── TEXT EXCERPT
Tuesday, May 6, 2008

Sustainability and Finance

Quote of the week:
'Not since the Depression has a larger share of Americans owed more on their homes than they are worth. With the collapse of the housing boom, nearly 8.8 million homeowners, or 10.3 percent of the total, are underwater. That is more than double the percentage just a year ago, according to a new estimate of the damage by Moody's Economy.com.' - Edmund L. Andrews and Louis Uchitelle at the NY Times: Rescues for Homeowners

Commentary for the Week:

Sustainability and Finance:

We have recently been hearing quite a bit about how we need to begin to live sustainable lives and create sustainable economies. There are even many movements that have been spawned from this imperative, including 'The Inconvenient Truthers' and Socially Responsible Investing (SRI). But what is sustainability, really? If it means plundering the Earth for all we can on an annual basis while hoping oil prices stay down, then surely we want no part of it. If however, sustainability means living lives that contribute at least as many resources to posterity as the amount we take out, then sure - we are all for it. Framed in this way, finance - which essentially underwrites and monetizes resources, has an important part to play in sustainability. Looking at it in other ways, even if they are Carbon-Neutral, simply confuses the issue.
The problem as it exists today is twofold. First, we are addicted to economic growth. If our economies do not expand by a certain percentage, the worthwhile-ness of life comes into question. People start jumping off bridges, the latest Ferrari remains un-leased and politicians get voted out by a vengeful public. What binds us to this addiction is of course inflation, which slowly and steadily saps our purchasing power such that the lordly sums we survived on as kids seem quite piddly and insignificant with the wisdom of old age. The second problem is our incessant borrowing from future generations. We borrow today, that which we can never pay back tomorrow. Governments borrow to finance wars, corporations borrow to extract or re-order allocation of resources and people borrow to live in houses and drive cars that they cannot afford.
────
── PROVIDED DATA
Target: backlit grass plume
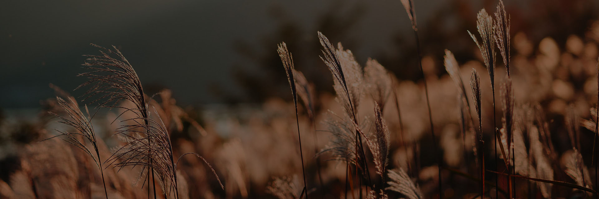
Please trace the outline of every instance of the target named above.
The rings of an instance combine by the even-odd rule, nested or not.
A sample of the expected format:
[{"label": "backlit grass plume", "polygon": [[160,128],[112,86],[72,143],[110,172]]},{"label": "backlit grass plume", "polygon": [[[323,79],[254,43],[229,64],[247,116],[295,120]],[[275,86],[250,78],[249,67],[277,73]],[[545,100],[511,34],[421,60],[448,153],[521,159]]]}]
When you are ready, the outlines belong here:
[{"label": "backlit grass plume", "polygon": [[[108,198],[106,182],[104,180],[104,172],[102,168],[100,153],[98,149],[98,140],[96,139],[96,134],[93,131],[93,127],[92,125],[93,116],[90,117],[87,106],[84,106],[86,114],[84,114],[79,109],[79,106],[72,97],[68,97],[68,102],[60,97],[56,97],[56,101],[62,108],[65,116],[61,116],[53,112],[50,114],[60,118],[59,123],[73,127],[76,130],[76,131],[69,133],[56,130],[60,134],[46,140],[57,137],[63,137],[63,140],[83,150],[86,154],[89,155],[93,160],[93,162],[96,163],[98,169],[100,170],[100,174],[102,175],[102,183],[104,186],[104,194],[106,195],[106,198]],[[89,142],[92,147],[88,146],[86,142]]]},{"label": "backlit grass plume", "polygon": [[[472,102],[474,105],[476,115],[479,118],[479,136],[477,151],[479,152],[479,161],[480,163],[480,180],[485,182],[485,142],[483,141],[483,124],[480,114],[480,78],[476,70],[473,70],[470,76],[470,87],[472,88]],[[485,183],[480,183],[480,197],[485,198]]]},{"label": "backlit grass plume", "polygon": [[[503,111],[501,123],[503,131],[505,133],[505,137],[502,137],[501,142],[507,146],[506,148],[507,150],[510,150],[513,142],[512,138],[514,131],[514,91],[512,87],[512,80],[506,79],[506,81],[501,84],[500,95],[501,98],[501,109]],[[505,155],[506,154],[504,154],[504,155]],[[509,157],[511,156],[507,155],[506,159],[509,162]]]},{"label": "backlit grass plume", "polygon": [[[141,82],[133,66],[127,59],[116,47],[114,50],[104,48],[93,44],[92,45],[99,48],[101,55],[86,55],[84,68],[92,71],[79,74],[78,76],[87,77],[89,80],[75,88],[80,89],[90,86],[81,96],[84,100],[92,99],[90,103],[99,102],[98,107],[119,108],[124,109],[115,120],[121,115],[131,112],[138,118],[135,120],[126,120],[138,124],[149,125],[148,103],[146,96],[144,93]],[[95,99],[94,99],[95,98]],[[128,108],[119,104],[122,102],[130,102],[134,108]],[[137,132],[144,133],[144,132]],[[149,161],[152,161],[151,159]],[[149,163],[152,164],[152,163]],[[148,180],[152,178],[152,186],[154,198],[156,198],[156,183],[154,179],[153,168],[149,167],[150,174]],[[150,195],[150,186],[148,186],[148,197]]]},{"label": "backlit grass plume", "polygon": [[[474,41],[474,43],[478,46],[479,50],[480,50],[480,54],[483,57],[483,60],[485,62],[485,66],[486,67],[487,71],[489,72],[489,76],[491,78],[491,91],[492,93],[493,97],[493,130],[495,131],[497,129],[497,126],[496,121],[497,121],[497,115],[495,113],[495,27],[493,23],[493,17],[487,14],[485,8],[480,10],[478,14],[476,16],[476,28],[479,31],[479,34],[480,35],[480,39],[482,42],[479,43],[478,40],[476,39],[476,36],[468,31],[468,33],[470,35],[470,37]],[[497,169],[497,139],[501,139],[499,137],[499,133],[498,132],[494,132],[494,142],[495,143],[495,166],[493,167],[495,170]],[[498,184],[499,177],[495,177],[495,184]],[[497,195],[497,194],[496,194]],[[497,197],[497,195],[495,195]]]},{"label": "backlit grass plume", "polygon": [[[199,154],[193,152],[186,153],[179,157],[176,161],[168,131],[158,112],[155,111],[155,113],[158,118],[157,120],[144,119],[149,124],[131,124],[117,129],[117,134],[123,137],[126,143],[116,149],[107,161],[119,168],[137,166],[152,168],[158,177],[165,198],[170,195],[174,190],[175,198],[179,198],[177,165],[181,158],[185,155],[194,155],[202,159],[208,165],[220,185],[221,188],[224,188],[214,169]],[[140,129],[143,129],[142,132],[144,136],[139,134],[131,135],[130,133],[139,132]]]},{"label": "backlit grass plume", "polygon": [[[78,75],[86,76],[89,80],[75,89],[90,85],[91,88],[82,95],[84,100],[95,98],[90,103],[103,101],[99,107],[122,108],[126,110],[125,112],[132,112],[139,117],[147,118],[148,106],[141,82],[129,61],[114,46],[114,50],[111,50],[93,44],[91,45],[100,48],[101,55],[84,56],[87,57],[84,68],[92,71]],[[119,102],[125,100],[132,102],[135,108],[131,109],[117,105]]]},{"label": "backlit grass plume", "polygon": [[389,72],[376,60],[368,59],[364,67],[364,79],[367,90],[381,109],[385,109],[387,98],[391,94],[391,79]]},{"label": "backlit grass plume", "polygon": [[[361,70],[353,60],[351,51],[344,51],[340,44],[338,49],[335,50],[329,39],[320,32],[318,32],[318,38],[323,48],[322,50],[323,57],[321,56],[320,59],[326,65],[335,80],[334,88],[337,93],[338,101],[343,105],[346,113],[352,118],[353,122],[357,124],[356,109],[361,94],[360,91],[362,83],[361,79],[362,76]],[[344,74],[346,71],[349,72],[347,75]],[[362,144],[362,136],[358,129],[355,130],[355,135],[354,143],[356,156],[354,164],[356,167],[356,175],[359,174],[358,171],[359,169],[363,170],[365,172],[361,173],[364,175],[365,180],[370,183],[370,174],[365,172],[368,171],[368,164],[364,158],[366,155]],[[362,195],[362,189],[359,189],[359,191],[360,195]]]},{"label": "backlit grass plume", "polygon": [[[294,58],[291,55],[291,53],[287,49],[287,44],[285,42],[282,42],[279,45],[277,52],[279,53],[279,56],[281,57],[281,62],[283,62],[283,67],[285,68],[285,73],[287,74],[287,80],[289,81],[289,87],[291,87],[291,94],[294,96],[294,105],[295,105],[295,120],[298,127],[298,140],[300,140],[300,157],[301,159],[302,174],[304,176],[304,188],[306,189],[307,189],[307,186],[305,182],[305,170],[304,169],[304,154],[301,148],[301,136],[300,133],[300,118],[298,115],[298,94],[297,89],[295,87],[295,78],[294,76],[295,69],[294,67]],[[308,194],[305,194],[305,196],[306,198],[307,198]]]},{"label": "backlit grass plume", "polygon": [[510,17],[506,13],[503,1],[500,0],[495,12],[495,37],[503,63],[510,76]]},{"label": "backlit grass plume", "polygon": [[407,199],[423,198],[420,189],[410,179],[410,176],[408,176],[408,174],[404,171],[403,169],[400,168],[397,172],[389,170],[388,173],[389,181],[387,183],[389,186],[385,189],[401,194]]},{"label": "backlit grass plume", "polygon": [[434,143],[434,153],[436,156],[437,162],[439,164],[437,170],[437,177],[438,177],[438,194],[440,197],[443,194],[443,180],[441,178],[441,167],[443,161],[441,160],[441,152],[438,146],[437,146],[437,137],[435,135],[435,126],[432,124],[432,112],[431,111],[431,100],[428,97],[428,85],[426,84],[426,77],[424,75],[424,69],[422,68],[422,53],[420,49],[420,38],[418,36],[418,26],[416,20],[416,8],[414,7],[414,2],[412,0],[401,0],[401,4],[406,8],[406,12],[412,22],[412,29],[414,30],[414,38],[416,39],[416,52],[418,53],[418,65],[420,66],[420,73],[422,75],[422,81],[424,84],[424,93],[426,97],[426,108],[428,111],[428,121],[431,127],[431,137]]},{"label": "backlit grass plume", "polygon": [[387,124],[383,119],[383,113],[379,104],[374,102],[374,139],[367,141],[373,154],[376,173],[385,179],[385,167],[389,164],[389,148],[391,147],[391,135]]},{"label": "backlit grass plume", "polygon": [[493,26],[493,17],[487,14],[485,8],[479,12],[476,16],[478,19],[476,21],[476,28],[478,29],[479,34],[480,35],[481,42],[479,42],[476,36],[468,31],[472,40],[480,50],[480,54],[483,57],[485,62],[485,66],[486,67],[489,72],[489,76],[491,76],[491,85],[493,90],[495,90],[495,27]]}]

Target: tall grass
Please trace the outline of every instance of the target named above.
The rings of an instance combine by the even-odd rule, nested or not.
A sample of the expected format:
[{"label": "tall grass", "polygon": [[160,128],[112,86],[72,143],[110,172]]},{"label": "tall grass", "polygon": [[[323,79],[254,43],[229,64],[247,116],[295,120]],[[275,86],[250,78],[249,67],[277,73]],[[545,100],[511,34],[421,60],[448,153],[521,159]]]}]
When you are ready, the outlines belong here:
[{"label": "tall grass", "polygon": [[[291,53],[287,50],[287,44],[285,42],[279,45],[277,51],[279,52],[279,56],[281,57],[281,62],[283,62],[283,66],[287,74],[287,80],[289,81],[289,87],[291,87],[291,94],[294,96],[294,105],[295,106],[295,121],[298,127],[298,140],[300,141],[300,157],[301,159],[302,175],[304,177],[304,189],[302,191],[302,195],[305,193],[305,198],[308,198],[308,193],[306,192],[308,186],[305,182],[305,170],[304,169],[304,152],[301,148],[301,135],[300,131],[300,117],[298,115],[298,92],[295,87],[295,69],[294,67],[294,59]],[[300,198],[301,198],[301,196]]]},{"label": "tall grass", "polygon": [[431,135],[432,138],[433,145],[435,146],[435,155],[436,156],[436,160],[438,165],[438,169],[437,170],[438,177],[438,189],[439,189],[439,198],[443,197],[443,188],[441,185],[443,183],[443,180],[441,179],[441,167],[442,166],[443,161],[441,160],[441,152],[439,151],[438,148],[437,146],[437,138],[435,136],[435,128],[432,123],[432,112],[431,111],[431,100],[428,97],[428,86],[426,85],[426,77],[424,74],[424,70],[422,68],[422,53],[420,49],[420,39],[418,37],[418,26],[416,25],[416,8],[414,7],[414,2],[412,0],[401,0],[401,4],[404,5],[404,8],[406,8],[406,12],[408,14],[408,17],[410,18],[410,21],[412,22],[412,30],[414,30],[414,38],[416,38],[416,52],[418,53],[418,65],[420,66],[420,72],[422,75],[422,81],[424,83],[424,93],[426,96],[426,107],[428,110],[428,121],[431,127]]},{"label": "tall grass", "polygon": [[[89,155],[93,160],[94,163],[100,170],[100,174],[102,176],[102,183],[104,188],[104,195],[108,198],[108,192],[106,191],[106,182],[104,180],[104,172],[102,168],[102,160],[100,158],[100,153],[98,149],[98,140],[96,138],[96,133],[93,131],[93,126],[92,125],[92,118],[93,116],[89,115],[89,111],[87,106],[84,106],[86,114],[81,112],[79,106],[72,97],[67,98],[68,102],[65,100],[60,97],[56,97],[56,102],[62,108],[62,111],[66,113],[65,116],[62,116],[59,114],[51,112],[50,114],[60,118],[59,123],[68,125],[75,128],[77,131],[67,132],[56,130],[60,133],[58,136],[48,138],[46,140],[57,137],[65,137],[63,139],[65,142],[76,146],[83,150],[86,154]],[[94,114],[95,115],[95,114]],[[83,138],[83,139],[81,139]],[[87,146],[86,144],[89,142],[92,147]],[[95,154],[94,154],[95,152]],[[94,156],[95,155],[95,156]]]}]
────
§ **SET TASKS**
a: What two problems does the sustainability and finance post say exist today?
b: Repeat word for word the part of the sustainability and finance post from "We have recently" to "confuses the issue.".

§ **ANSWERS PER TASK**
a: Our addiction to economic growth and our constant borrowing from future generations.

b:
We have recently been hearing quite a bit about how we need to begin to live sustainable lives and create sustainable economies. There are even many movements that have been spawned from this imperative, including 'The Inconvenient Truthers' and Socially Responsible Investing (SRI). But what is sustainability, really? If it means plundering the Earth for all we can on an annual basis while hoping oil prices stay down, then surely we want no part of it. If however, sustainability means living lives that contribute at least as many resources to posterity as the amount we take out, then sure - we are all for it. Framed in this way, finance - which essentially underwrites and monetizes resources, has an important part to play in sustainability. Looking at it in other ways, even if they are Carbon-Neutral, simply confuses the issue.